WHAT THE TASK ASKS: In the page excerpt below, to what congruence is the statement to be proved finally simplified?

PAGE EXCERPT:
• • • • •

Write $\alpha = 1 + x \lambda,$ for some $x \in \mathbb Z[\omega]$. (This is possible by the assumption that $\alpha \equiv 1 \bmod \lambda$.) Cubing both sides gives $\alpha^3 = 1 + 3 x \lambda + 3 x^2 \lambda^2 + x^3 \lambda^3 = 1 +(- \omega^2 x + x^3)\lambda^3 - \omega^2 x^2 \lambda^4$ (the last equality following from $3 = - \omega^2 \lambda^2$). The point is that I have written $\alpha^3$ as a sum of multiples of increasing powers of $\lambda$.

What you want to show is that $\alpha^3 \equiv 1 \bmod 9$, or equivalently $\alpha^3 \equiv 1 \bmod \lambda^4$, and so looking at the preceding expression, we see that this is the same as proving $-\omega^2 x + x^3 \equiv 0 \bmod \lambda,$ for all $x$ (because any choice of $x$ in the original formula for $\alpha$ gives a choice of $\alpha$ which is $1 \bmod \lambda$). Since $\omega \equiv 1 \bmod \lambda,$ we see that the congruence we have to prove can be simplified to $x^3 - x \equiv 0 \bmod \lambda$ for all $x \in \mathbb Z[\omega]$.

• • • • •

PROVIDED MATERIAL:
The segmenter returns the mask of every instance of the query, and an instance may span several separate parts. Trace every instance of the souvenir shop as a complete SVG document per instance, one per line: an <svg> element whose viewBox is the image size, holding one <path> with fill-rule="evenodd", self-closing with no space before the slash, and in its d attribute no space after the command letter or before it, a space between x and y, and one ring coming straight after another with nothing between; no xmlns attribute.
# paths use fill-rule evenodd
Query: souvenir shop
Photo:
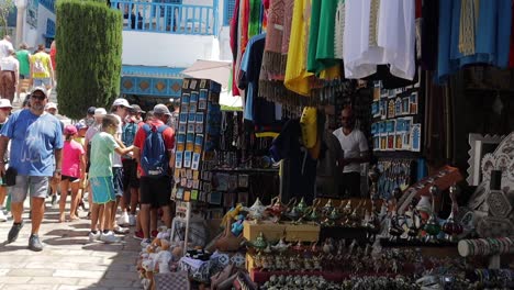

• • • • •

REPLY TO THE TASK: x³ − x ≡ 0 mod λ for all x in ℤ[ω].